Reproduce, word for word, every line starting at the line that contains "Practice step: set one point on each instance of the weathered" and ending with the final line of the entries.
(begin)
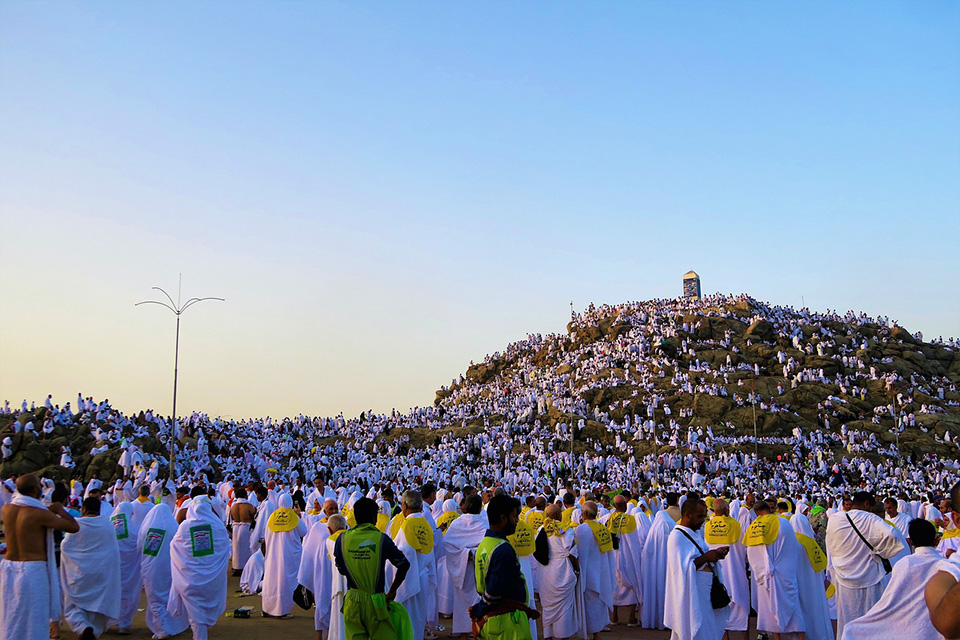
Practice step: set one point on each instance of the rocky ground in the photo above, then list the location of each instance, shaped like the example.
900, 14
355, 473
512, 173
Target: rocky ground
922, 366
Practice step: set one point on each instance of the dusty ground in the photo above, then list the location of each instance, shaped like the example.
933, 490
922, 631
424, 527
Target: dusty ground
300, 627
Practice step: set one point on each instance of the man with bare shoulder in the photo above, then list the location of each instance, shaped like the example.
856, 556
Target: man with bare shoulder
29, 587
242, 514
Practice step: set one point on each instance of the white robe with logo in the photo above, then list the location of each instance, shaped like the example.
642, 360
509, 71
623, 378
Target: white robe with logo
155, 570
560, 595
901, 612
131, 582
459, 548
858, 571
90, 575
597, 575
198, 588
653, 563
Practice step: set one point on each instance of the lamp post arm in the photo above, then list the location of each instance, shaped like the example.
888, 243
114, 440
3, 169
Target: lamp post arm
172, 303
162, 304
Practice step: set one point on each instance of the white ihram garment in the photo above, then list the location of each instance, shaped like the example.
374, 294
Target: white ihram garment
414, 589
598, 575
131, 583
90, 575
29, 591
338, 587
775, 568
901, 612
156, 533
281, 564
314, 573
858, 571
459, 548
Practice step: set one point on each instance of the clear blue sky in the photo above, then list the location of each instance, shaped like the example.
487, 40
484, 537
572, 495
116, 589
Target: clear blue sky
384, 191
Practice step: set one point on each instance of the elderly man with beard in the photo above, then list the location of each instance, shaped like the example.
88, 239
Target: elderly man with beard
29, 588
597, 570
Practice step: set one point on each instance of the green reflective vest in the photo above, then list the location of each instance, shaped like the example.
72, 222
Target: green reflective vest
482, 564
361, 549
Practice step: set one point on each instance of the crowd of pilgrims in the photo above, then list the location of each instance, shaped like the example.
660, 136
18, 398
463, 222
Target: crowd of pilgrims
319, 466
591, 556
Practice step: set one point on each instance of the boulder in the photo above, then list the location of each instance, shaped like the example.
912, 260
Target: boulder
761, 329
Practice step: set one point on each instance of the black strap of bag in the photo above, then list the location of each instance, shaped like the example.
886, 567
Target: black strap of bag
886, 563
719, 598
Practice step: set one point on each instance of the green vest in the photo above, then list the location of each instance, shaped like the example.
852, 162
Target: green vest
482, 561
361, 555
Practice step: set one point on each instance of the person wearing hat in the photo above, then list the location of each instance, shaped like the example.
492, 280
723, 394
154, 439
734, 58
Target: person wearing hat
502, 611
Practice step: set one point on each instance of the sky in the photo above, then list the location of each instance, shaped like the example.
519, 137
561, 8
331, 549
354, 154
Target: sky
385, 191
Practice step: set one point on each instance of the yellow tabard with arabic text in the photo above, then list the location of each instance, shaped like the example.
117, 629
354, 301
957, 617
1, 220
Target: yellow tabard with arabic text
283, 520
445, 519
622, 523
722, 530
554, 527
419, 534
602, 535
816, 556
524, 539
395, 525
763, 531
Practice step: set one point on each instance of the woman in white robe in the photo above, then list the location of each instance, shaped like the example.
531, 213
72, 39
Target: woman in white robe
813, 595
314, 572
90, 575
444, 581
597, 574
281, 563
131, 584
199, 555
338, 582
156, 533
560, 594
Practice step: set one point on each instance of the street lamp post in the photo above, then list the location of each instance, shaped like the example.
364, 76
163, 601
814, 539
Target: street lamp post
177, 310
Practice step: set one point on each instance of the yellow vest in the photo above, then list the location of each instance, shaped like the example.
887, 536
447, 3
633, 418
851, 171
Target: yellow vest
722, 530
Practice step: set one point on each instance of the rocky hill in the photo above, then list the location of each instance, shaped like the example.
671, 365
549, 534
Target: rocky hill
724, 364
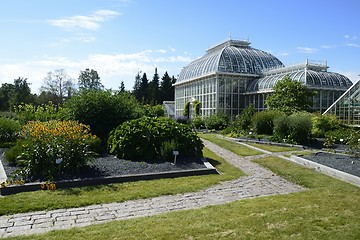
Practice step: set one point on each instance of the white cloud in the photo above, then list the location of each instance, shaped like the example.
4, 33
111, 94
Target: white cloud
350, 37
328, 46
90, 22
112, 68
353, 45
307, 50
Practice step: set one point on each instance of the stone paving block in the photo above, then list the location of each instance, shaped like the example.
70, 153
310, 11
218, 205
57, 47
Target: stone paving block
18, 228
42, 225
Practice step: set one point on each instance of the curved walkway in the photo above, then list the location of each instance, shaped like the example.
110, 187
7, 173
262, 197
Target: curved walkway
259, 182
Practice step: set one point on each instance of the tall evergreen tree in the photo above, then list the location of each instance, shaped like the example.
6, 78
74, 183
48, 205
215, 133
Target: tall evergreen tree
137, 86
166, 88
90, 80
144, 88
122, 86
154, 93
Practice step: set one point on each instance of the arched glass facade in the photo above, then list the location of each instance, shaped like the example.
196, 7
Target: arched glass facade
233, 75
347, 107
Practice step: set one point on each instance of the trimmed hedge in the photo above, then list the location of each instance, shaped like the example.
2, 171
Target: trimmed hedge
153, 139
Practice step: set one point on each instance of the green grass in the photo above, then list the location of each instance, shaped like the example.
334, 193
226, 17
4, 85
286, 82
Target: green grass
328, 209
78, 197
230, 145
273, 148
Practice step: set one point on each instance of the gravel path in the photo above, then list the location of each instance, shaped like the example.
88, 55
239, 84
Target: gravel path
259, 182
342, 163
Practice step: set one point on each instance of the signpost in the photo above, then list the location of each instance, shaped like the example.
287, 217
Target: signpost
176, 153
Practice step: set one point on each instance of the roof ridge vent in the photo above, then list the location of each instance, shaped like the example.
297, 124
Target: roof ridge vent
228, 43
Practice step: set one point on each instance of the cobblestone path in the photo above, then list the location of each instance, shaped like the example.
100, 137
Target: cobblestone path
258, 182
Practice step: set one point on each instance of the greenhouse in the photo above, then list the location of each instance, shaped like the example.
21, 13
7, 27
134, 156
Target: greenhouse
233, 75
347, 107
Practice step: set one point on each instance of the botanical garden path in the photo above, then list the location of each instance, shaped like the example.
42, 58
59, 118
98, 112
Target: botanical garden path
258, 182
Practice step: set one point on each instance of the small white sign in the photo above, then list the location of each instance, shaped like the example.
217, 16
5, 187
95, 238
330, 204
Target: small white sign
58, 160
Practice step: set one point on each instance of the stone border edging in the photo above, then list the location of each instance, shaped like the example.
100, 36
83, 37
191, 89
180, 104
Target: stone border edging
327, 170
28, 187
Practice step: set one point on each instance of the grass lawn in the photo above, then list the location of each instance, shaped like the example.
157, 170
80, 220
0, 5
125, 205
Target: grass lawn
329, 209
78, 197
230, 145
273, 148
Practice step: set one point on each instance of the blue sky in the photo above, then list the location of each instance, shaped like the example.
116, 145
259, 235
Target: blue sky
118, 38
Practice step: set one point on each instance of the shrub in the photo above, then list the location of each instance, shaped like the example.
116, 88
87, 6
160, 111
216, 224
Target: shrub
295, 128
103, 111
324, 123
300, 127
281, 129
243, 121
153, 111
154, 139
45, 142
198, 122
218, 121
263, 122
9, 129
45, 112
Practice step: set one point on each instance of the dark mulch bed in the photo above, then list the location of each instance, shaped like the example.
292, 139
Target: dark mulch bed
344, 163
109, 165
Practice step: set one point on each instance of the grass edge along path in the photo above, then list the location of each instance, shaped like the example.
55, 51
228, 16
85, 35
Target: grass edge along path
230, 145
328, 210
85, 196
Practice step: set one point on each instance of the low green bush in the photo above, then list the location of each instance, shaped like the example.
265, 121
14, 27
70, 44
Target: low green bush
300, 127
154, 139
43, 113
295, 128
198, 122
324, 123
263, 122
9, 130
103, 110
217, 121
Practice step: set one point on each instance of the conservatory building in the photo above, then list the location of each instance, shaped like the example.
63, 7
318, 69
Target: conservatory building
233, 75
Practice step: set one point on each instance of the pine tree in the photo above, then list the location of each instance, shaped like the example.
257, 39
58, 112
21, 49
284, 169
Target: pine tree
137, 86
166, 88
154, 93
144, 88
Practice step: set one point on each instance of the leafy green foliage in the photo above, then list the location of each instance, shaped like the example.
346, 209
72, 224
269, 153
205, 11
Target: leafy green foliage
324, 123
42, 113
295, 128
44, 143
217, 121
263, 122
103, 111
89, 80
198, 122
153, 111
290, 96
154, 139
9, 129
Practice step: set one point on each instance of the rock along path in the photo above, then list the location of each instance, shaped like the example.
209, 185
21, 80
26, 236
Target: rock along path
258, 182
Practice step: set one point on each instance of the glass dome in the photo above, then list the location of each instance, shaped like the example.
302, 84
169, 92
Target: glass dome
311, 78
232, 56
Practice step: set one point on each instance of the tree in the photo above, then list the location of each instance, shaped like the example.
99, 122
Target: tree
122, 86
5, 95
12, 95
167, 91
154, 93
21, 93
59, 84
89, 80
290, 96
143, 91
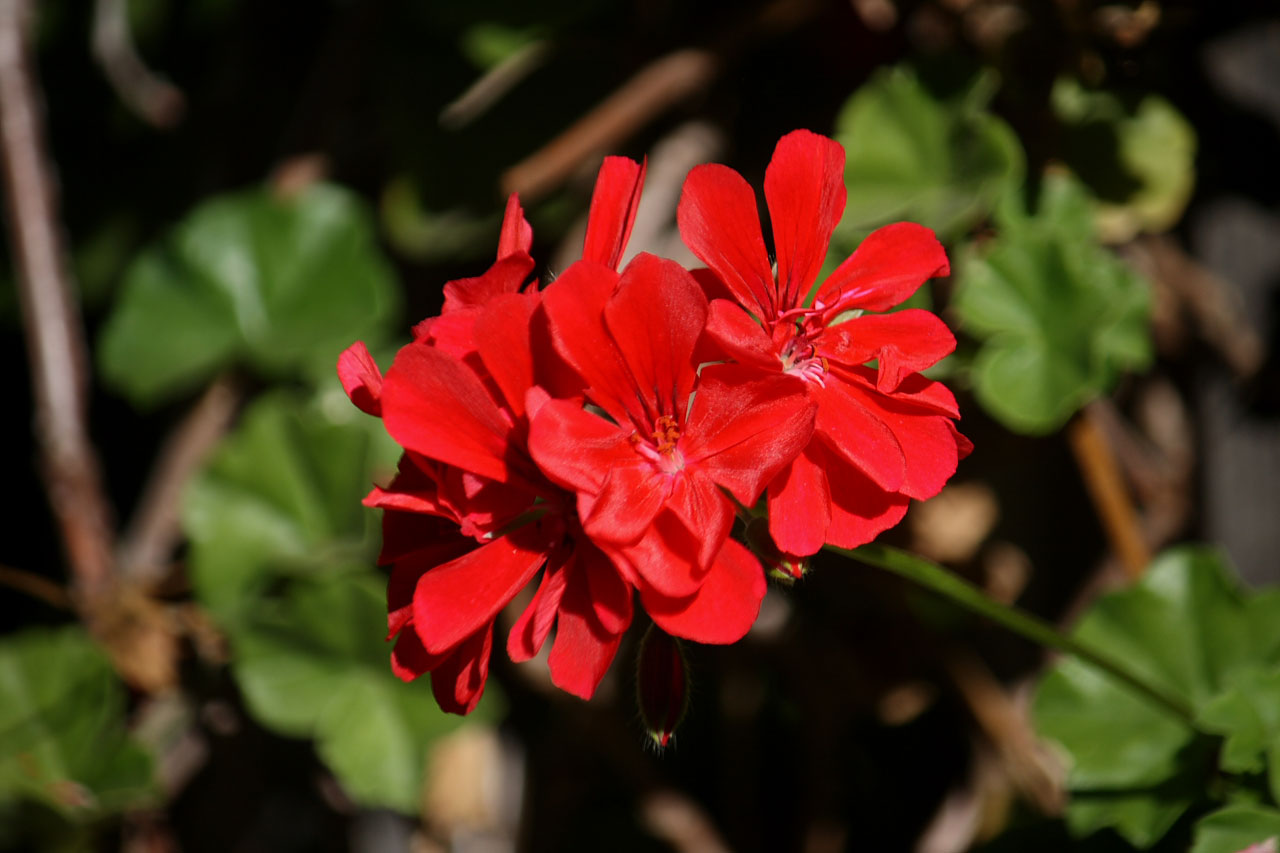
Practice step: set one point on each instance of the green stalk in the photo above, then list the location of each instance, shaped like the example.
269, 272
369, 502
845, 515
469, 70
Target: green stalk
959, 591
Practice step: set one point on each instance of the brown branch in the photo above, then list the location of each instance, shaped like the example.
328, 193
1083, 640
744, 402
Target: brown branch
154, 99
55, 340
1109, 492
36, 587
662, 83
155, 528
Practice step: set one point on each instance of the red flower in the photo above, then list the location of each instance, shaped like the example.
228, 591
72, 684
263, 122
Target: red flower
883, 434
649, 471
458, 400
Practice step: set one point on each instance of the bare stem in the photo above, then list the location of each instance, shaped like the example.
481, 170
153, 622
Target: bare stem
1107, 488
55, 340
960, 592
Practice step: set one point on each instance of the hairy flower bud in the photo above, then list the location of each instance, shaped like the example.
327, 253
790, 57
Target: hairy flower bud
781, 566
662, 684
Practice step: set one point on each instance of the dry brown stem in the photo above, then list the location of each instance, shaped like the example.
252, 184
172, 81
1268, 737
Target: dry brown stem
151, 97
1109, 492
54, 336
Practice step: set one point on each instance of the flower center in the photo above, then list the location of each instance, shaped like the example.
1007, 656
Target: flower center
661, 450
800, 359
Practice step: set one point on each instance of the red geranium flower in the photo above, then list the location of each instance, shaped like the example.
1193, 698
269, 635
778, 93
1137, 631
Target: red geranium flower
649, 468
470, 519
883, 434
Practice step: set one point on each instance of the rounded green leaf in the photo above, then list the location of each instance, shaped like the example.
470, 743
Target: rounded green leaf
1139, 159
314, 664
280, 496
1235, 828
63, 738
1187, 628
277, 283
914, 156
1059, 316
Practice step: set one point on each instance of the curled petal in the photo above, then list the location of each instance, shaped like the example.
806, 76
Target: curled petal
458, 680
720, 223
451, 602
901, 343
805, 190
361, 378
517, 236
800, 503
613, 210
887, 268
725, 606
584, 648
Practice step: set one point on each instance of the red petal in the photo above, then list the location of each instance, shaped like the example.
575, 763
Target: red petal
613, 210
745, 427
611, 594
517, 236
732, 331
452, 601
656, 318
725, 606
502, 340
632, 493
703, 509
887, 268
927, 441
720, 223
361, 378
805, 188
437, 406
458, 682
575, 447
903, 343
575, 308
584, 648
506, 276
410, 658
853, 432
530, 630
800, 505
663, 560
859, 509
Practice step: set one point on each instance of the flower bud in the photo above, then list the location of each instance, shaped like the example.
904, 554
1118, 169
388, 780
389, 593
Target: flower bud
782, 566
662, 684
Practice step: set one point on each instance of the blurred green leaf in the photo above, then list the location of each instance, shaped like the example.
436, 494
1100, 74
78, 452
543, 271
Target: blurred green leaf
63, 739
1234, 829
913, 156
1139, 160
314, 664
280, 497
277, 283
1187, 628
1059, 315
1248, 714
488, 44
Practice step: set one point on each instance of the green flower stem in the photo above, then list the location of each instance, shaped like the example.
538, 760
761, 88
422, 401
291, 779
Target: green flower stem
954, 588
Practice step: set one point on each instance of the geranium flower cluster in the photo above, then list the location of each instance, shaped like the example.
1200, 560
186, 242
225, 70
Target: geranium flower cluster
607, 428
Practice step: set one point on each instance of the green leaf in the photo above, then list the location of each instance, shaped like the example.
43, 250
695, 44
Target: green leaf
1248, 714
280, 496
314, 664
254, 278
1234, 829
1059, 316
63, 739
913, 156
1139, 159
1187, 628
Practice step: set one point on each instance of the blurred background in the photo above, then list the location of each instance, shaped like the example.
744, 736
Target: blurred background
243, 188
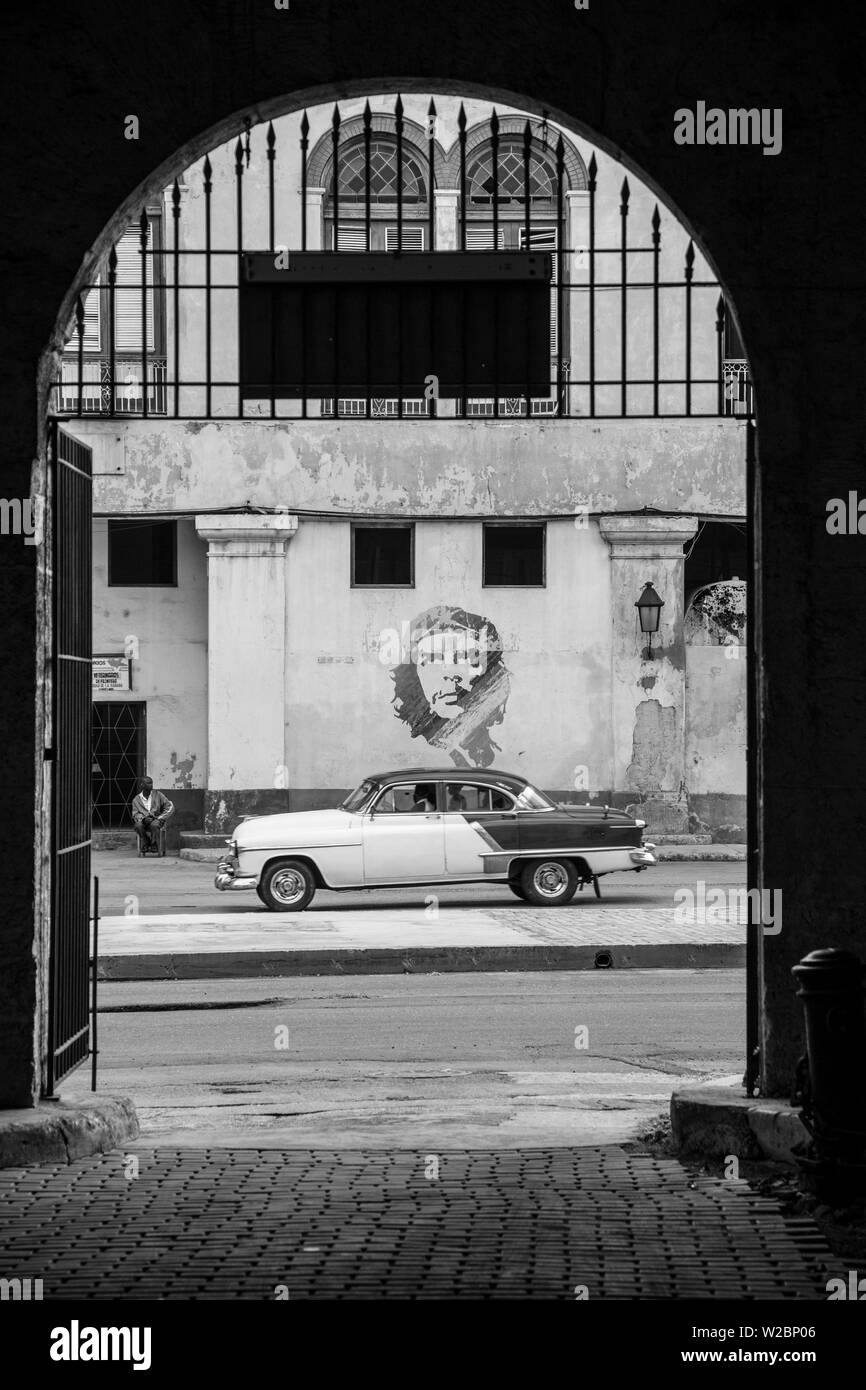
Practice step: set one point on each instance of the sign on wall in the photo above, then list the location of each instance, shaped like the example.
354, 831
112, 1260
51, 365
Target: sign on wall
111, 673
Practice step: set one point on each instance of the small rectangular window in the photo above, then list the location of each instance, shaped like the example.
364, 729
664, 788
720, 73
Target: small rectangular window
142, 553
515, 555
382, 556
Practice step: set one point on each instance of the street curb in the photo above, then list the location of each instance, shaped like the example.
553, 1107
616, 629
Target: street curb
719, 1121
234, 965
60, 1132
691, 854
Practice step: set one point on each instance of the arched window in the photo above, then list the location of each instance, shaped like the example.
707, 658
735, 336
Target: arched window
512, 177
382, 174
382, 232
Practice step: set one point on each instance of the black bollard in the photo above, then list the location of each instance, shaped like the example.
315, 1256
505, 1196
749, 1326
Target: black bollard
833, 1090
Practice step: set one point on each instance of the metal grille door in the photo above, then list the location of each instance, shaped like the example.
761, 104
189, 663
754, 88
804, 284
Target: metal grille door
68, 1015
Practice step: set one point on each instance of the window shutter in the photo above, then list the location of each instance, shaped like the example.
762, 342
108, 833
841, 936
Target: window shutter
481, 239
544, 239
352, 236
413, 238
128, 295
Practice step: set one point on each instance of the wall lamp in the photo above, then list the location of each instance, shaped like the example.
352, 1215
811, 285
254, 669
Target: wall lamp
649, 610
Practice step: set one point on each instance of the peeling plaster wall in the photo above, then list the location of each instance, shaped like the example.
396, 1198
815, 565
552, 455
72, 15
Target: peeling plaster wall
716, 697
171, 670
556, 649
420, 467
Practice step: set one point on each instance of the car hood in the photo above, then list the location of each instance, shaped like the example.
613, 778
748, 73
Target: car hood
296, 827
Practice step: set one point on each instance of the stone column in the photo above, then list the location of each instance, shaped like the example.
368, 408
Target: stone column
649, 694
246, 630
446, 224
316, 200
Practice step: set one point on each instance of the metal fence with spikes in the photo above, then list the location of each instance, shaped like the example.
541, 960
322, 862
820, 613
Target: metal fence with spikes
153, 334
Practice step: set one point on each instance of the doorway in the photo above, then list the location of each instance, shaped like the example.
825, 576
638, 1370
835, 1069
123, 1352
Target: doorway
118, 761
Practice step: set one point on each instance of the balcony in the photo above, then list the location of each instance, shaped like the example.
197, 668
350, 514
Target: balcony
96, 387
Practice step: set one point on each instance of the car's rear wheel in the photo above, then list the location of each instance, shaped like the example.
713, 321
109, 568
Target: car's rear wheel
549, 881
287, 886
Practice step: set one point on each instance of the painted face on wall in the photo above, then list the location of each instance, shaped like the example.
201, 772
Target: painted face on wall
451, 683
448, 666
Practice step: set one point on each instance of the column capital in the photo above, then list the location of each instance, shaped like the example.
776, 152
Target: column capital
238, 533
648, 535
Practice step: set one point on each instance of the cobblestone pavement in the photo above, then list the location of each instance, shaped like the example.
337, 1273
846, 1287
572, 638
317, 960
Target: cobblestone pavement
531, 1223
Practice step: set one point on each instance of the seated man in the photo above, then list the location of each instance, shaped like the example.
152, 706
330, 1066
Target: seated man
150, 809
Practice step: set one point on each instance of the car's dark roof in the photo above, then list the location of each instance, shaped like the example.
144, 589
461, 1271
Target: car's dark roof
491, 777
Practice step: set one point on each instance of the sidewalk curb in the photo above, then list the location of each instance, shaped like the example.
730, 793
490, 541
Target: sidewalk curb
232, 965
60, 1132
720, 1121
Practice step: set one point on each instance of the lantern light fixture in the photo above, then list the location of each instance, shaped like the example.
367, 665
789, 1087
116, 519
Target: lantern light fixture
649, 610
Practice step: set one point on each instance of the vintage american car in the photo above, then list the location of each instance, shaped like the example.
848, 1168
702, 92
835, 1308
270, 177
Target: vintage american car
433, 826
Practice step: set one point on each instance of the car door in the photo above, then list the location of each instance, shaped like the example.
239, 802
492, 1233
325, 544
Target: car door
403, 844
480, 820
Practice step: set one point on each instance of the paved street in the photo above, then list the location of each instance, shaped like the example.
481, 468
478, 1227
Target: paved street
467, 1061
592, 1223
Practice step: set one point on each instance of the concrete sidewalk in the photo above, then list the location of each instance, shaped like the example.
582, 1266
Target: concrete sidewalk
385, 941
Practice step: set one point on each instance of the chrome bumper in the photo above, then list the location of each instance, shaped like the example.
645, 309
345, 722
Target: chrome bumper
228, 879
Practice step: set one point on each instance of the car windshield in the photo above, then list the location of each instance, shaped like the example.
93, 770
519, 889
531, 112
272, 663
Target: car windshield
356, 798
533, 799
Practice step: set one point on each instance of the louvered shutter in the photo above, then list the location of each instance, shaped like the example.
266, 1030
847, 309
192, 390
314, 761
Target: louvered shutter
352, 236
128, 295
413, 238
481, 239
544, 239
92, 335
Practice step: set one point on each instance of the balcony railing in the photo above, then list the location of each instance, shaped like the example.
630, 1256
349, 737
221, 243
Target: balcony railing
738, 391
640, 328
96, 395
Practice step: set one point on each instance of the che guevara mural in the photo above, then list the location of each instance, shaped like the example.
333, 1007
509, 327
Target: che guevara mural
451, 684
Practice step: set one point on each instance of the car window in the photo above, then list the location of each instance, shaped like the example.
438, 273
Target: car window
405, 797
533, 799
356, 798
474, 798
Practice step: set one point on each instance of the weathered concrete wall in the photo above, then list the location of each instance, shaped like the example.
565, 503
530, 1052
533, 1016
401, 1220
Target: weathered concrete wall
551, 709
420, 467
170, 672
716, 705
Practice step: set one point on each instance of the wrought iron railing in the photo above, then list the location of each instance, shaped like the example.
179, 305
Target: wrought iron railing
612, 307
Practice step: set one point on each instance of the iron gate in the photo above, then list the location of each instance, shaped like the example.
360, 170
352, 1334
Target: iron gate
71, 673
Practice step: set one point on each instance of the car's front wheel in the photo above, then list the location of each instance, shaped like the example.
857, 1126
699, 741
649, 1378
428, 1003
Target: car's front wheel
(end)
Output of the task
Practice step: set one point on each instance of the weathered concrete wall in the photo above, then list the location of each instance, shaped like the example.
565, 503
530, 1052
533, 1016
401, 1220
Target: weathered concrete wall
551, 709
420, 467
170, 672
716, 705
Practice step: set one point on each instance of the wrought iron railing in the photo above, then list the location of each instance, shaped like the example.
179, 305
Target: wrought iron railing
612, 307
Practice step: set one point on each instance of the iron gate in the photo above, then list the location of each instance, shaped like the example.
360, 170
352, 1334
Target: iron gate
71, 673
Practice step: set one point on each instance of the car's front wheel in the photo above, then list the location of each instance, shaped like the example.
857, 1126
699, 741
649, 1378
428, 1003
Target: car's front wheel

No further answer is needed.